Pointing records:

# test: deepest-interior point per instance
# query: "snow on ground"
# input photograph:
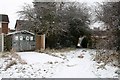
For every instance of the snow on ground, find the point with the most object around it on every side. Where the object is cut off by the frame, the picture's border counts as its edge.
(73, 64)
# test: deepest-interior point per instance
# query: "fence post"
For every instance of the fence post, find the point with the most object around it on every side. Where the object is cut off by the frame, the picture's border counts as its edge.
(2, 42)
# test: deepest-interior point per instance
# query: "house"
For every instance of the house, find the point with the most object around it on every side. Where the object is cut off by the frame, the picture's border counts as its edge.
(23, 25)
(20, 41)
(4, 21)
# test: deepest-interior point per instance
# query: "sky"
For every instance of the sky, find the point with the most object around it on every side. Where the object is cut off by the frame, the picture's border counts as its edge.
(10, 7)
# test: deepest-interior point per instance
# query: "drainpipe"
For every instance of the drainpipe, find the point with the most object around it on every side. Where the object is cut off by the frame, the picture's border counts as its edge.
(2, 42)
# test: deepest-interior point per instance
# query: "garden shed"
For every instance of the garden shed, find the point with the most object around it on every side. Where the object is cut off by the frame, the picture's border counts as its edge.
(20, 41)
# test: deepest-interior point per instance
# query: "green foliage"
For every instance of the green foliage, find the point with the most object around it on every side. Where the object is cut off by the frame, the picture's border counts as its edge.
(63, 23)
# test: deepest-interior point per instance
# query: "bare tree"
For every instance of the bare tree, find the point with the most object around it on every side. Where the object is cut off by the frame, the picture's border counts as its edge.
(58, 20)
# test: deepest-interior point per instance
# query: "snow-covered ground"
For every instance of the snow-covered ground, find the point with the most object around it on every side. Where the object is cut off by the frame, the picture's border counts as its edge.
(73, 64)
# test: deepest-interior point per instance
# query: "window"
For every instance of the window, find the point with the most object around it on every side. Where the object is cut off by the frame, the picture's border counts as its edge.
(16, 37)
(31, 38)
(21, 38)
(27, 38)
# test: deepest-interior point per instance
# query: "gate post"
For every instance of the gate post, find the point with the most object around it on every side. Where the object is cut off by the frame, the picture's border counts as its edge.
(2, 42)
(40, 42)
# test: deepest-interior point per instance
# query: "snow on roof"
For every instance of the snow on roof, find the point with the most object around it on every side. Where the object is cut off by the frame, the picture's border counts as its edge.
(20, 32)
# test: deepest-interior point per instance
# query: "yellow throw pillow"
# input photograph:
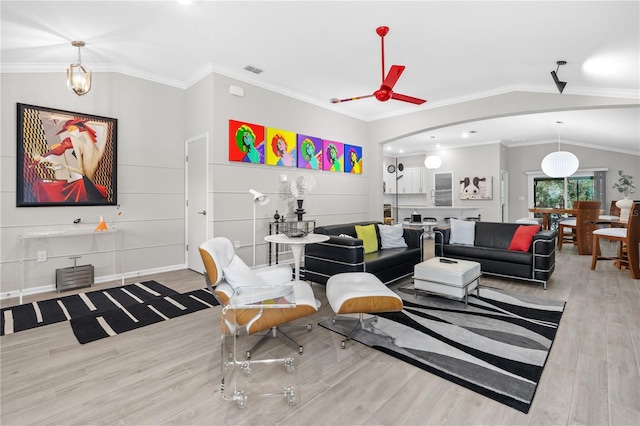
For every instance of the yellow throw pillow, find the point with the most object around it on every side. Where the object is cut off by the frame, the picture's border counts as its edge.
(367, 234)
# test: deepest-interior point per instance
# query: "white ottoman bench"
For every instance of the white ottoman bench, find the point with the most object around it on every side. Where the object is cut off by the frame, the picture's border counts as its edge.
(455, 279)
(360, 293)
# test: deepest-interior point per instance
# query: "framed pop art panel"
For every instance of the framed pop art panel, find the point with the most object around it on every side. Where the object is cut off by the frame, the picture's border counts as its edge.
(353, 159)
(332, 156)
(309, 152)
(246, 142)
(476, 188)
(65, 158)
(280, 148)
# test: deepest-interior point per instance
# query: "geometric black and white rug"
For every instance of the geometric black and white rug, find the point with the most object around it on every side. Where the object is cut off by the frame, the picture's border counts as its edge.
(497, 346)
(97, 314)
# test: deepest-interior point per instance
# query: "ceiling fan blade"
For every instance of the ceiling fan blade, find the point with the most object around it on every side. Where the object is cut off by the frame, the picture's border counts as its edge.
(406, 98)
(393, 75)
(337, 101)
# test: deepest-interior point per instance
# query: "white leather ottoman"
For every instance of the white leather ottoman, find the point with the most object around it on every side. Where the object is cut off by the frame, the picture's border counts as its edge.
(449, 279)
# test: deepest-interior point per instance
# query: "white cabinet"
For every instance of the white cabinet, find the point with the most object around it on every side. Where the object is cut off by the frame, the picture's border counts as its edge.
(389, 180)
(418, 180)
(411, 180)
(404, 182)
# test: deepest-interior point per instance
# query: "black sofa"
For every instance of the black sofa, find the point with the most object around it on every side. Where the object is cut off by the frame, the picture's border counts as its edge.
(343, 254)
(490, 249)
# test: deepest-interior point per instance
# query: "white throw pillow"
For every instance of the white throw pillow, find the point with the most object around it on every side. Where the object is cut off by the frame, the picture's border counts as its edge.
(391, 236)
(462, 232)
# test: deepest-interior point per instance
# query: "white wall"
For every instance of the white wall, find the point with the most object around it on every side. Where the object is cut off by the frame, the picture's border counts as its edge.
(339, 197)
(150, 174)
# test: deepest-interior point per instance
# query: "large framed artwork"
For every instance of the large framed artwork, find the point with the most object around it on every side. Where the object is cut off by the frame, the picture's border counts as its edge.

What you have to do:
Return the listing above unchanged, apart from dropping its pictures.

Output for this exercise:
# test: deepest-interior point per instance
# query: "snow on ground"
# input photograph:
For every instance of the snow on ground, find the point with the most object around it on every side. Where the object is cut off by the frame, the picture's border counts as its edge.
(73, 64)
# test: deepest-interior point per instance
# query: "fence post"
For every instance of the fence post, find the point with the most object around it on every side. Where the object is cut off by the frame, the picture's border counts as its edge.
(2, 42)
# test: deepest-interior point per instance
# query: "house"
For every instance of the house, find the point with the most object around it on every side. Where the object is cut off by the frame, the picture's border counts as its edge.
(23, 25)
(20, 41)
(4, 21)
# test: deepest-interior point per instance
# query: "sky"
For every instance of the sky, find the point with the most object around it on every side. Where the object is cut off by the frame, the picture's border counts as its edge.
(10, 7)
# test: deepest-interior point per instance
# query: "drainpipe"
For every instance of the drainpipe, find the point with the most object around it on every side. Where the object is cut off by the frame, the picture's border counts as its edge.
(2, 42)
# test: deepest-interior point per instance
# query: "garden shed"
For every instance of the garden shed, find the point with the most object around it on every side. Where the object is cut off by the frame, the picture's border counts as its edge.
(20, 41)
# test: deepest-interior point per instance
# query: "green foliage"
For every instance of the green foliage, find the point with the most object around it on every side. Where the object is cut off by the frame, the picture's border counts as its edge.
(63, 23)
# test: deepest-interior point per instance
# query: "bare tree"
For every instance of the bare tree, find the point with the most object around it on every side. Where the object is cut off by the frame, the picture's border counts as its edge.
(58, 20)
# test: deepest-interior point per instance
# query: "snow-covered ground"
For every instance of the snow-covered ground, find the point with the most object around it on every side. Where the object is cut off by the frame, the picture's border counts as its edge.
(73, 64)
# test: deepest-interior point per instance
# query: "window"
For every instance of the window, find the point with the most object around it on every side. Where the object is cut off by the frame, the picture's border counts as its edge.
(16, 37)
(31, 38)
(21, 38)
(27, 38)
# test: deepest-interior point per instance
# query: "gate post"
For every instance of the gate post, find the point with the most object around it on every side. Where the object is cut off by the frame, the picture's border counts as its edge.
(2, 42)
(40, 42)
# test: deepest-interior point per instance
# query: "snow on roof"
For every instance of the snow on roof, find the point with the most object around it on every side. Where the object is cut off by the frame, the picture's border counts as its edge.
(20, 32)
# test: deepest-interior point per instance
# query: "yellow throw pillow"
# input photograph:
For every instance of the yellow throw pillow, find the point with the most object around it on every side. Where the object is cut off by the frame, the picture's border counts as its edge.
(367, 234)
# test: deepest-interior point per instance
# query: "white ottoman bench"
For every instance of the white ottoman bench, find the point with the most object around it on every side. Where the object is cut off by the frame, the picture's border counts as its edge.
(455, 279)
(360, 293)
# test: deepest-interior point per instance
# query: "framed pop art panel"
For every instance of the framed pop art panel, find the point with the most object around it on every side. Where the object is cut off by the frame, the picture's border counts as its edge.
(353, 159)
(332, 156)
(309, 152)
(246, 142)
(476, 188)
(65, 158)
(280, 148)
# test: deepest-interior point per instance
# query: "geometric black and white rug"
For every instance of the geometric black and white rug, find the point with the most object around it on every side. Where the object is cut off by the frame, the picture's border counts as its edge.
(497, 346)
(97, 314)
# test: deepest-interior point per instance
# query: "ceiling fan blade"
For every instance of the ceiling fan blade, find the point with the most object around it on every side. Where the object is cut off by the frame, the picture's border counts as its edge.
(406, 98)
(393, 75)
(337, 101)
# test: deepest-interior point per instance
# query: "white leather ottoman"
For every instance of the white leather ottoman, find the point with the most object around it on every side. Where the object is cut off by the frame, the picture's border counts as its edge.
(449, 279)
# test: deepest-interior point per instance
# query: "white cabinet"
For every instance of the white cabinet, find the point with the most object around it on every side. Where the object is cut off by the frame, the picture's border counts as its edge.
(389, 180)
(418, 180)
(411, 180)
(404, 182)
# test: deepest-interior point per instance
# query: "black sofa"
For every instance of the black sofa, find the point with the most object around it on every side. Where the object is cut off by the frame, the picture's border counts as its edge.
(343, 254)
(490, 249)
# test: deepest-interior point per instance
# query: "white throw pillow"
For every instance of the white throw pillow, find the point with the most object around it on every side. Where the object is cut off by the frame, the picture's border counts as its edge.
(391, 236)
(462, 232)
# test: deepest-interior point per instance
# query: "white wall"
For every instance of the white wall, find the point with the most object around it on every side. Where the object is cut off by the frame, the picture's border counts as its edge.
(339, 197)
(150, 174)
# test: deepest-interior point per instance
# query: "large framed artwork"
For every instance of the large framed artwork, find the point with the most object around it on every side. Where the object is cut off by the frame, the picture's border counts as its edge.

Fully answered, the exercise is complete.